[Stored data entries]
- - - - -

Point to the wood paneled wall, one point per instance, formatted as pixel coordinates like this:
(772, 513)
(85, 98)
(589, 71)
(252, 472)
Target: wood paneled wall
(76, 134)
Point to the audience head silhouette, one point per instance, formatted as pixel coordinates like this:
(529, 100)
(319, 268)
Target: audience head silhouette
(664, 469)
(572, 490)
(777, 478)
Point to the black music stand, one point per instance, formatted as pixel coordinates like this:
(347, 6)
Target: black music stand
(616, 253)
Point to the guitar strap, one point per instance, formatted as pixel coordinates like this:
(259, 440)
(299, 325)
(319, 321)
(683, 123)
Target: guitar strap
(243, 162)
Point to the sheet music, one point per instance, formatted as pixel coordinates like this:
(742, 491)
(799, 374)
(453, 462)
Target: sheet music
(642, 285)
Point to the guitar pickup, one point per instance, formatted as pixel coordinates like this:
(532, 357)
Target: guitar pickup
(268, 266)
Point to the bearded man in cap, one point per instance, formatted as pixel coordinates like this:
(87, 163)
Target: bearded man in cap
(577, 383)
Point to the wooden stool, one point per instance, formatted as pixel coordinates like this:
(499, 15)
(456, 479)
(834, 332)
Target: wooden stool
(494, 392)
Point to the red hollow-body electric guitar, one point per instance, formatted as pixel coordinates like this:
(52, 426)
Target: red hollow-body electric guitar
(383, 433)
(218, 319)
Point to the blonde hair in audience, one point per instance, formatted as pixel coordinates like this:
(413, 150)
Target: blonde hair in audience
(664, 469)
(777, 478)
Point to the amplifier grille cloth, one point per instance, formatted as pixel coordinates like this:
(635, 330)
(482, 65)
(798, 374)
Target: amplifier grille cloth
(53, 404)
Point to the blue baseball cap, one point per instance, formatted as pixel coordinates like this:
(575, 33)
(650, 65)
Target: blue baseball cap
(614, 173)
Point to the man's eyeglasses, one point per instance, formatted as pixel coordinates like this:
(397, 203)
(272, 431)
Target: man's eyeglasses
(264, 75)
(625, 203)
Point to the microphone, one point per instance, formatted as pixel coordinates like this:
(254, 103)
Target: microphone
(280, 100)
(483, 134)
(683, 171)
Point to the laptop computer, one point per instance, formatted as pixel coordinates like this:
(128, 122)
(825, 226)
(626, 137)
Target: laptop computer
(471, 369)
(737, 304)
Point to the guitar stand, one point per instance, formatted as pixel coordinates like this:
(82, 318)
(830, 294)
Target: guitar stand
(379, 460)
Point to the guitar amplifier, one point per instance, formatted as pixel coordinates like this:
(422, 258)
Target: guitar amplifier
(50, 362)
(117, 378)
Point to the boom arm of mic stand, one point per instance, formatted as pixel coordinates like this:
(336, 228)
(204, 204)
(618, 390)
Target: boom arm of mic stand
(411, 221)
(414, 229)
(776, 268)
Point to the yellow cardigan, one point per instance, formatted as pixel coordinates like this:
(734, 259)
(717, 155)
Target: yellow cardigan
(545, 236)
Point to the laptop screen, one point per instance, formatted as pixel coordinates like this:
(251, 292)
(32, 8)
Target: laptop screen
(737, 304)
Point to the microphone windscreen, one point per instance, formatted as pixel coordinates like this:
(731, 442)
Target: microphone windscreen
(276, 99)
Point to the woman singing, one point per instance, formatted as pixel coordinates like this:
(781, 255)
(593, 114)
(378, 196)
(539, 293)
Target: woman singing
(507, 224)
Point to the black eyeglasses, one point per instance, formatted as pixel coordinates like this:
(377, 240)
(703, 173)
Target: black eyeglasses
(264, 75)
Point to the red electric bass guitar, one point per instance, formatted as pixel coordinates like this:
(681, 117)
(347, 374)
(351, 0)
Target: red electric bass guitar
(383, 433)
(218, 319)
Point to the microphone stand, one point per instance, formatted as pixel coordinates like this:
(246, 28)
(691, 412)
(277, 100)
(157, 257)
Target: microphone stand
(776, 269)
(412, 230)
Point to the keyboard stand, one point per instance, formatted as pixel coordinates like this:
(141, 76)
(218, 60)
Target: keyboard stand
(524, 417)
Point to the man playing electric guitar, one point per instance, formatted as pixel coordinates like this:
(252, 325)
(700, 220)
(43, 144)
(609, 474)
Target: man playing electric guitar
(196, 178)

- - - - -

## WORK TO COMPLETE
The data must be transcribed in full. Every word stays the same.

## SOLUTION TO THIS PROBLEM
Point to the wood paneled wall, one point per instance, formatted as pixel coordinates like this:
(772, 513)
(85, 98)
(589, 71)
(252, 472)
Target: wood paneled wall
(76, 134)
Point to the audience head silhouette, one point per instance, formatted as pixel coordinates like this:
(529, 100)
(319, 268)
Target: audience head silhouette
(664, 469)
(572, 490)
(777, 478)
Point to the black music stand, one point per instance, formatted as pixel coordinates like this:
(347, 6)
Target: black music stand
(616, 253)
Point to the guitar strap, one point per instance, formatted as pixel coordinates like this:
(259, 440)
(299, 325)
(319, 321)
(683, 123)
Target: guitar strap
(243, 162)
Point to the sheet music, one point per instance, formatted as pixel coordinates like this:
(742, 491)
(799, 374)
(453, 462)
Target: sheet music
(642, 285)
Point to the guitar pickup, one point per instance, formatted as pixel coordinates like this:
(532, 357)
Target: guitar pickup
(268, 266)
Point to the bearded man in cap, one point per instance, formatted as pixel coordinates like this:
(87, 163)
Target: bearded man in cap
(577, 383)
Point to the wooden stool, one point per instance, formatted as pixel coordinates like this:
(499, 15)
(456, 479)
(834, 332)
Target: wooden stool
(494, 392)
Point to the red hollow-body electric guitar, one point per instance, formatted as pixel coordinates like this:
(52, 426)
Target: red hollow-body electric guitar
(383, 433)
(218, 319)
Point to the blonde hair in audience, one point per instance, formatted as pixel coordinates like this:
(413, 150)
Target: blonde hair in audience
(664, 469)
(777, 478)
Point to the amplifier grille cloth, one point per instance, formatted as pixel coordinates like this:
(635, 330)
(482, 65)
(798, 374)
Target: amplifier grille cloth
(53, 404)
Point to the blue baseball cap, one point per instance, formatted as pixel coordinates like this:
(575, 33)
(650, 65)
Target: blue baseball cap
(614, 173)
Point to the man's eyeglasses, one point per instance, formatted as pixel coordinates like this:
(397, 203)
(272, 431)
Target: man's eyeglasses
(264, 75)
(625, 203)
Point to the microphone, one point per instance, formatted as pixel coordinates like this:
(254, 103)
Target: microphone
(280, 100)
(483, 134)
(683, 171)
Point to the laptop computer, one point per instance, formatted as pixel coordinates like this:
(128, 122)
(825, 226)
(626, 137)
Target: laptop computer
(471, 369)
(737, 304)
Point to the guitar stand, one point per instance, formatted as pixel coordinates like this:
(82, 318)
(830, 294)
Target: guitar stand
(379, 460)
Point to the guitar amplifier, one point per instance, formatted as pixel coordinates like this:
(422, 258)
Target: guitar amplifier
(50, 362)
(117, 378)
Point to the boom arm of mic stand, one point per instance, formatted as pixel coordinates like this:
(336, 228)
(204, 204)
(618, 390)
Target: boom arm of mic stand
(411, 221)
(414, 229)
(776, 268)
Point to the yellow cardigan, one point per instance, formatted as pixel coordinates like this:
(734, 259)
(717, 155)
Target: yellow cardigan
(545, 236)
Point to the laptop screen, one point per instance, formatted as pixel coordinates like this:
(251, 292)
(32, 8)
Target: laptop screen
(737, 304)
Point to the microphone windscreen, one point per instance, formatted as pixel coordinates like this:
(731, 442)
Target: microphone windscreen
(276, 99)
Point to the woman singing, one point per instance, formatted as pixel coordinates like this:
(781, 255)
(593, 114)
(378, 196)
(539, 293)
Target: woman singing
(507, 224)
Point to the black eyeglasses, one point per instance, formatted as pixel coordinates like this:
(377, 240)
(703, 173)
Target: black eyeglasses
(264, 75)
Point to the red electric bass guitar, one point per instance, formatted as pixel coordinates like this:
(681, 117)
(347, 374)
(351, 0)
Target: red electric bass guitar
(383, 433)
(218, 319)
Point to the microphone stand, one point per instance, formatted as pixel coordinates like this:
(246, 28)
(691, 412)
(277, 100)
(157, 257)
Target: microphone stand
(776, 269)
(412, 230)
Point to the keyboard stand, one point per instance, formatted as pixel coordinates like this:
(141, 76)
(218, 60)
Target: keyboard stand
(524, 417)
Point to the man playing electric guitar, one point per instance, formatted as pixel coordinates like this:
(252, 325)
(700, 220)
(43, 144)
(609, 474)
Target: man playing electric guitar
(196, 178)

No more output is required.